_Stated goal_: Repeat exactly the lines that run from the one containing "Whereabouts is the cow's white" to the end of the data, and leave out all others.

** Start of Supplied records **

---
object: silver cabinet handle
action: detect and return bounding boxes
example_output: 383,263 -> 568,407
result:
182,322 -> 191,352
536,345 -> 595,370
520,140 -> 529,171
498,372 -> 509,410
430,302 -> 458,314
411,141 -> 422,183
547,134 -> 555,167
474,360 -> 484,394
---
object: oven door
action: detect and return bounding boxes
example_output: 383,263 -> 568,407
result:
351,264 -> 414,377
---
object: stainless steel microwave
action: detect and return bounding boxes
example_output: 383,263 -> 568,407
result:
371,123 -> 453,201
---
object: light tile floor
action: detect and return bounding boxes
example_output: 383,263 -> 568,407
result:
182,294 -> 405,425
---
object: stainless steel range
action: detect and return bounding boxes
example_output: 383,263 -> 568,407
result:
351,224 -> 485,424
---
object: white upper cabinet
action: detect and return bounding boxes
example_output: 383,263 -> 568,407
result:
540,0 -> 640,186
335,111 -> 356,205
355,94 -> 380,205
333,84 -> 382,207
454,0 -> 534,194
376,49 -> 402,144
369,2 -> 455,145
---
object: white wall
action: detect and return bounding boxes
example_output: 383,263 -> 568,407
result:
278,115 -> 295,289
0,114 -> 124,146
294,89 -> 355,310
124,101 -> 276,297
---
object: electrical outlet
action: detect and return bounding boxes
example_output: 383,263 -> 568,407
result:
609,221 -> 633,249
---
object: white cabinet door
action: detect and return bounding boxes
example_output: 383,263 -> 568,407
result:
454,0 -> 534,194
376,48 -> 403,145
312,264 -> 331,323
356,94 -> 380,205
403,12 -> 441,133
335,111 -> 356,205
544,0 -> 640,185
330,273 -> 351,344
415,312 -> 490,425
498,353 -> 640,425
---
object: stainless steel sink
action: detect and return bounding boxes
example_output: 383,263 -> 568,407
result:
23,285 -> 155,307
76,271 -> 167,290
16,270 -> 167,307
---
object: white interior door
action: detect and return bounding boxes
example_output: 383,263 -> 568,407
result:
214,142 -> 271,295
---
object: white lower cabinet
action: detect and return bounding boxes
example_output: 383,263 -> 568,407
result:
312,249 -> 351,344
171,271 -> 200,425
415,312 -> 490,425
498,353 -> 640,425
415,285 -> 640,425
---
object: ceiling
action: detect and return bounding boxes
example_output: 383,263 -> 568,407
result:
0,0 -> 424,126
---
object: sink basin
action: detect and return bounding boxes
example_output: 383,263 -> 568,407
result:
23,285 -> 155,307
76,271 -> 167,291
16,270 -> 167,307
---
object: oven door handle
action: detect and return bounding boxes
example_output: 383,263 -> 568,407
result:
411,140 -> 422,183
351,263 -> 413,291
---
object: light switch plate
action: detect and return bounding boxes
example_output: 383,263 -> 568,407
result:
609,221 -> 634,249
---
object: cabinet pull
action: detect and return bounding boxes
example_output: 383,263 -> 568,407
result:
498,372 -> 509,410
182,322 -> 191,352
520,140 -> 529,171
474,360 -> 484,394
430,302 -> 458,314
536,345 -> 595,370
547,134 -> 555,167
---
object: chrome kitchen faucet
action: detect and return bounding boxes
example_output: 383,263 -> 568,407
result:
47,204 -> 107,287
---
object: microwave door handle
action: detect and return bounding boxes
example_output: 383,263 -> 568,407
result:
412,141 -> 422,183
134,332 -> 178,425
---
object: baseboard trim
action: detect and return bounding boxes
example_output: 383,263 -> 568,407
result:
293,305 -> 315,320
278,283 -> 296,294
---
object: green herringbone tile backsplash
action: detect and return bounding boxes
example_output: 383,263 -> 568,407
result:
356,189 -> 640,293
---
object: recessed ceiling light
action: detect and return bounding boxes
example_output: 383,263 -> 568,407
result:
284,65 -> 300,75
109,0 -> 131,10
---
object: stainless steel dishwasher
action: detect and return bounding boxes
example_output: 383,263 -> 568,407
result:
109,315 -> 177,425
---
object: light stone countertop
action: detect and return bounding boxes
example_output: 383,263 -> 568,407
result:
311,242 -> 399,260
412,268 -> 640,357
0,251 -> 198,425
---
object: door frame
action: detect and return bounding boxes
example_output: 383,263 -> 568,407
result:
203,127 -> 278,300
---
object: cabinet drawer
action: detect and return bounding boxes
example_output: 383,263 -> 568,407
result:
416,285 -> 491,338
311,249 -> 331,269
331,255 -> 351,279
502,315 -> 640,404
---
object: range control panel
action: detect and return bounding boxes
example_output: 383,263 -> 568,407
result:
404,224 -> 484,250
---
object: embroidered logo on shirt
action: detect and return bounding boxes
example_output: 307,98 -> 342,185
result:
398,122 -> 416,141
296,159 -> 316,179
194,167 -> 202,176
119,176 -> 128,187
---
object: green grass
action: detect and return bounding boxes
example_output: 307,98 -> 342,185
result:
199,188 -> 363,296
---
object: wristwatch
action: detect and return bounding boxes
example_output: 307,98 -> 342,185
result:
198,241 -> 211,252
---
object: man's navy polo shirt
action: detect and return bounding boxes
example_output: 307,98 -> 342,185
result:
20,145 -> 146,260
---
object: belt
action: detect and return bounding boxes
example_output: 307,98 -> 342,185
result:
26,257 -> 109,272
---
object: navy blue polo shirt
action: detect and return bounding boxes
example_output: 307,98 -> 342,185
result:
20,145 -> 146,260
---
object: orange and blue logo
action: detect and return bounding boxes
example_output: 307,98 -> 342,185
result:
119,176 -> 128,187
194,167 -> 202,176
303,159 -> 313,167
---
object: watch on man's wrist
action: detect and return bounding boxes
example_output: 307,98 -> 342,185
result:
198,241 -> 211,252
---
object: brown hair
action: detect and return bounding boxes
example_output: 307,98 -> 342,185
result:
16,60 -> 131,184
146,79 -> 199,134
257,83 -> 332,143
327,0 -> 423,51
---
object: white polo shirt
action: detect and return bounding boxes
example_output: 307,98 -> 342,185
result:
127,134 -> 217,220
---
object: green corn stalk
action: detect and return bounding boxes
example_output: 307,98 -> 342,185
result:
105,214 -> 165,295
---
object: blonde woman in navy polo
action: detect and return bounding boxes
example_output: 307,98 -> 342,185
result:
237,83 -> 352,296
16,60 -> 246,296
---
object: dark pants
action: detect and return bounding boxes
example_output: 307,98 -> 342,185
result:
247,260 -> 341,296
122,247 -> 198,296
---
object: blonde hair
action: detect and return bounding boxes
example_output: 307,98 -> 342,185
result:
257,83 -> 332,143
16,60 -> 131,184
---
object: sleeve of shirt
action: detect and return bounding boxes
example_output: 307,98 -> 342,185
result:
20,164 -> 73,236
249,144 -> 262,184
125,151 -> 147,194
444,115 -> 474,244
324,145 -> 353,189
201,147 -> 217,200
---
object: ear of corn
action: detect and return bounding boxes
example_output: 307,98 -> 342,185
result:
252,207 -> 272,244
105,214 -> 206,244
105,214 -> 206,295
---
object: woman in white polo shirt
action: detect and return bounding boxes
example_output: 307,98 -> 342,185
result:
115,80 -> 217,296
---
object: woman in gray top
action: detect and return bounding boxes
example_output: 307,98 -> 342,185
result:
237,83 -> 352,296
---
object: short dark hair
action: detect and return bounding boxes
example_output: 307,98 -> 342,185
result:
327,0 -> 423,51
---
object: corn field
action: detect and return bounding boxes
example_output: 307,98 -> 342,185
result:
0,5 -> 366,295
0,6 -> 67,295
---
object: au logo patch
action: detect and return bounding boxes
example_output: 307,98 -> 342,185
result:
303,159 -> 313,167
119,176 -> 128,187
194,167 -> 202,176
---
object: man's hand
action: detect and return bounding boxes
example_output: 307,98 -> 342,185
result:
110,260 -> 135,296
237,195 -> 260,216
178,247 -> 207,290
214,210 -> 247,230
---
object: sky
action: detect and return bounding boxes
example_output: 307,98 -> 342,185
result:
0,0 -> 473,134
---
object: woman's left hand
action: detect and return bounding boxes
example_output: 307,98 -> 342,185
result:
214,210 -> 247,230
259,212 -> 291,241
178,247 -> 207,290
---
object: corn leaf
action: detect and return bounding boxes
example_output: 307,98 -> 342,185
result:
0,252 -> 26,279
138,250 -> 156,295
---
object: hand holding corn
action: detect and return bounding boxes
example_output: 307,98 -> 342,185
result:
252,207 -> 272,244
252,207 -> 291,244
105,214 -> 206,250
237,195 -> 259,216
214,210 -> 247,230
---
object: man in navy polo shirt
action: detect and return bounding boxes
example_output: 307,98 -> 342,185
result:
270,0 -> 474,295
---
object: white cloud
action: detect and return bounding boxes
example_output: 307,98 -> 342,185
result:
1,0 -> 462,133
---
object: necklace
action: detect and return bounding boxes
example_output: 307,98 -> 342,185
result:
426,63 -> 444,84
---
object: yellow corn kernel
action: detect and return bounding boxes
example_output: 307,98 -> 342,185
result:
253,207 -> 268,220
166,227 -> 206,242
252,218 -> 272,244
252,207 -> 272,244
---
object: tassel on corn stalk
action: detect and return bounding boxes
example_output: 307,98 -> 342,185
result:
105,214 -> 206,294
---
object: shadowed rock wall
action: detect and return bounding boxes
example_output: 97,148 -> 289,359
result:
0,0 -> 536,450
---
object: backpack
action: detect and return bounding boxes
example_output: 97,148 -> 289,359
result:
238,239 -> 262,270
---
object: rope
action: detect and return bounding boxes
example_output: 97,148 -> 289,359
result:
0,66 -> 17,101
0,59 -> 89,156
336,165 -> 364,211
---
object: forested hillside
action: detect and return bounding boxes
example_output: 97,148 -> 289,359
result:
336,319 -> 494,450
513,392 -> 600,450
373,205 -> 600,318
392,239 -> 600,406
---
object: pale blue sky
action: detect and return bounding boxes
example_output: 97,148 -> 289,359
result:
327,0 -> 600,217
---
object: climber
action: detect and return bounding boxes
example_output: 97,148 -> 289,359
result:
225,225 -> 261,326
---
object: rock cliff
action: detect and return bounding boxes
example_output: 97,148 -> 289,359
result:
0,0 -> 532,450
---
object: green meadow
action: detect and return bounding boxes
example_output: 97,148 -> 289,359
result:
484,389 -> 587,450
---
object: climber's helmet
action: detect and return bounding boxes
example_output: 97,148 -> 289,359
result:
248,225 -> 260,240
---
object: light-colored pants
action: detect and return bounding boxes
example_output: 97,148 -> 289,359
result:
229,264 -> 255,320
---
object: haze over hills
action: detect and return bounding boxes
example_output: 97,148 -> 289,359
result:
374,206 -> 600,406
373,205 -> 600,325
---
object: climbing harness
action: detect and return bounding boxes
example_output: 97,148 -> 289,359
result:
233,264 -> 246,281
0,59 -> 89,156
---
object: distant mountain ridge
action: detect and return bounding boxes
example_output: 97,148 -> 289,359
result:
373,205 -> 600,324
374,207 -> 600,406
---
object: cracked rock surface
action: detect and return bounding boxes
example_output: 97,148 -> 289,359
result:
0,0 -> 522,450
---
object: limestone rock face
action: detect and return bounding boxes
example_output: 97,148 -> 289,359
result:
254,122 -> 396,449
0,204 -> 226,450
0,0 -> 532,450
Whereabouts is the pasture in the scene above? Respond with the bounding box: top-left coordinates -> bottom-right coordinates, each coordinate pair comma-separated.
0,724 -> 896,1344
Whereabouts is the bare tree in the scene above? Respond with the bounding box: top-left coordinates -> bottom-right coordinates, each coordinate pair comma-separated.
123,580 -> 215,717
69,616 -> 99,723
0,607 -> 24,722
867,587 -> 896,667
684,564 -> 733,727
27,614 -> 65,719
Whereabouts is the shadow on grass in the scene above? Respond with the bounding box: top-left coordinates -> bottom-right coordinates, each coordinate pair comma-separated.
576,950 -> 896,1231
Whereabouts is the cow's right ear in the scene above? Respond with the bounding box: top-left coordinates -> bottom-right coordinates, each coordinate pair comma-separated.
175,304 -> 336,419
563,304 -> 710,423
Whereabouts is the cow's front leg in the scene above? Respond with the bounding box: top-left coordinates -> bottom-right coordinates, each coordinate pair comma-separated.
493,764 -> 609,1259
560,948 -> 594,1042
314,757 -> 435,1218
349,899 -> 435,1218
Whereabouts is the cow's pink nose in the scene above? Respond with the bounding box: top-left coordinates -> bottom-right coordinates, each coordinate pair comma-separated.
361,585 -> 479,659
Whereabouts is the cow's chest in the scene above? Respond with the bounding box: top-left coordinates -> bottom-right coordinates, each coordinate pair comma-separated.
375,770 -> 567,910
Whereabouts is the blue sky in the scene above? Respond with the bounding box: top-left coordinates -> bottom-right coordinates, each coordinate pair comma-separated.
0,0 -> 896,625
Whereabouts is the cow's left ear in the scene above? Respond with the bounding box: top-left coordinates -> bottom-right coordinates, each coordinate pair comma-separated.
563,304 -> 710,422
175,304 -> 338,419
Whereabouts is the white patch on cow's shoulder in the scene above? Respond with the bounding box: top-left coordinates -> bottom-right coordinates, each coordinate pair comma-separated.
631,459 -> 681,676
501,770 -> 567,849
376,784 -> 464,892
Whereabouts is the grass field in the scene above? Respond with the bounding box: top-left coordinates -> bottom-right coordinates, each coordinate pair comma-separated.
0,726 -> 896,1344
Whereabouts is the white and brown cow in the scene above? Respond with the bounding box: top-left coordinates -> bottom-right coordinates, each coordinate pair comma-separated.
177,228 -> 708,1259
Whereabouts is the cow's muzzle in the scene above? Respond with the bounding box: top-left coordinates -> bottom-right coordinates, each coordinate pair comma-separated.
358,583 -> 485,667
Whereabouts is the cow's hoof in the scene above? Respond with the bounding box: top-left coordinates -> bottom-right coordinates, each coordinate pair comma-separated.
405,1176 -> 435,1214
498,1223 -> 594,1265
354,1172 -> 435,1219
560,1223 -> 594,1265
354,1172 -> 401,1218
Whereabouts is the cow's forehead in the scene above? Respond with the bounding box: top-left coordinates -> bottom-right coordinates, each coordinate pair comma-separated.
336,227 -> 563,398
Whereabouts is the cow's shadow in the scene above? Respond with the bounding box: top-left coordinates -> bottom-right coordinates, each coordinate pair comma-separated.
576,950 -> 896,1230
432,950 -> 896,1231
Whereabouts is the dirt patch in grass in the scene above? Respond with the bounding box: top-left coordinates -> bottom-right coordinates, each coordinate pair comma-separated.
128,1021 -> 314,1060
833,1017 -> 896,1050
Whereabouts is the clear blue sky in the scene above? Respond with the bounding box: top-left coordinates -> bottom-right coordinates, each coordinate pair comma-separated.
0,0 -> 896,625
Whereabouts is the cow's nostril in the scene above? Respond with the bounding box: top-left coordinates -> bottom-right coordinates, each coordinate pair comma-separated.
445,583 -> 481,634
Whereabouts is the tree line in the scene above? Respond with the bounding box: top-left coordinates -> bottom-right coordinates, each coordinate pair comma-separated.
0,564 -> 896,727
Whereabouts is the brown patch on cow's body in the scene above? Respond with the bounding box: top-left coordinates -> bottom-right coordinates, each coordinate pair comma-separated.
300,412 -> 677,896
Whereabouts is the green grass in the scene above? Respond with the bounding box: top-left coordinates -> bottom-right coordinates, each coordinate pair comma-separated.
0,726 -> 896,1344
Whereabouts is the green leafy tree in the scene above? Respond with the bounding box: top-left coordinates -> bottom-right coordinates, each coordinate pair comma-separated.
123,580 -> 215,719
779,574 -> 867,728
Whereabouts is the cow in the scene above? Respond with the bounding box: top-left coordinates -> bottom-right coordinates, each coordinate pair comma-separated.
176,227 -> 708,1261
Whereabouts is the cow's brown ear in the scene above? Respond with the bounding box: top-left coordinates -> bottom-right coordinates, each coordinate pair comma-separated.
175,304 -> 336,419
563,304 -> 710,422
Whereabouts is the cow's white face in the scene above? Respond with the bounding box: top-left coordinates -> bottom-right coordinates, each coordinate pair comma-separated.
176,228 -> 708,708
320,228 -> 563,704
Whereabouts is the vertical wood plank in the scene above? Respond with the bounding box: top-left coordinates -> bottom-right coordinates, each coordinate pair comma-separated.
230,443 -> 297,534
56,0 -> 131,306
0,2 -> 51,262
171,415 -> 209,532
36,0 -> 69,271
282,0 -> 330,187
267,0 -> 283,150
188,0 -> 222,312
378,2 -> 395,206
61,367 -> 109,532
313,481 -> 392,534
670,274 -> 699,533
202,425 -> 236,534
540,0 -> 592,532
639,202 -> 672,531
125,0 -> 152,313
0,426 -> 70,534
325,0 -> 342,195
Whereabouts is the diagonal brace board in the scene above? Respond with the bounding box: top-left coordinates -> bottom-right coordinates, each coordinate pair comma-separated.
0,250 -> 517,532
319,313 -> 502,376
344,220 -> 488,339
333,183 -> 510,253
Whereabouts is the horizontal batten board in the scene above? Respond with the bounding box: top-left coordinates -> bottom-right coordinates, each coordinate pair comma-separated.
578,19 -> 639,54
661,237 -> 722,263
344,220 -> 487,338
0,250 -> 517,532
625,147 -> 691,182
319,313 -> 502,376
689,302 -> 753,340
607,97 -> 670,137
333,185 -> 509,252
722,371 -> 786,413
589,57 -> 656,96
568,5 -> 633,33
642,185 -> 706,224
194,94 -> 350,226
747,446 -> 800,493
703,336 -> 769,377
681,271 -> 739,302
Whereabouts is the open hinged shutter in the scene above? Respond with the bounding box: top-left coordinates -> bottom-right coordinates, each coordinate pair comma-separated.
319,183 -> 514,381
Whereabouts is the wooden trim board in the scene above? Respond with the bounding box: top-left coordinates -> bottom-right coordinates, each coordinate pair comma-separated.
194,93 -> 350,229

** End of Supplied records **

_Reply_:
Whereabouts is the cow's white face in the scene above? Respond with the bounding box: top-left coordinates -> bottom-right coordinates, each coordinate pair comma-separated.
176,228 -> 708,708
320,228 -> 563,704
Whereabouts is the vertical wood plank in the scene above? Respond with the bounding box: top-left coordinates -> bottom-right coordinates, each coordinate pair comma-separated.
230,443 -> 297,534
56,0 -> 131,306
0,2 -> 51,262
171,415 -> 209,532
36,0 -> 69,271
282,0 -> 330,187
267,0 -> 283,150
188,0 -> 222,312
378,2 -> 395,206
61,367 -> 109,532
313,481 -> 392,534
670,274 -> 699,533
202,425 -> 236,534
540,0 -> 592,532
639,202 -> 672,531
125,0 -> 152,313
0,426 -> 70,534
325,0 -> 342,195
Whereabouts is the diagonal brace board in the scene above? Respond with the bounding box: top-left coordinates -> bottom-right coordinates, each coordinate pair comma-separated.
0,250 -> 517,532
319,313 -> 502,376
344,220 -> 488,339
333,183 -> 510,253
Whereabouts is the horizontal batten board in the scene above? Respond with the bounding box: top-left coordinates -> bottom-right coordinates, each coordinate pair comma-separated.
578,19 -> 639,54
661,237 -> 722,263
344,220 -> 487,338
0,250 -> 517,532
625,147 -> 691,182
319,313 -> 502,376
689,302 -> 753,340
607,97 -> 670,137
333,185 -> 509,252
722,371 -> 786,413
589,57 -> 656,96
568,5 -> 633,33
642,185 -> 706,224
194,94 -> 350,226
747,446 -> 800,493
703,336 -> 769,377
681,271 -> 739,302
Whereabouts is the open hinged shutter in the scene above? Respond with the bounding box: top-left coordinates -> bottom-right coordinates, each coordinate pair comma-separated.
319,183 -> 514,381
Whereabouts is the wooden trim board in the scene above? Respond with the bounding box: top-left coordinates -> bottom-right coordinates, each coordinate pair comma-separated.
194,93 -> 350,229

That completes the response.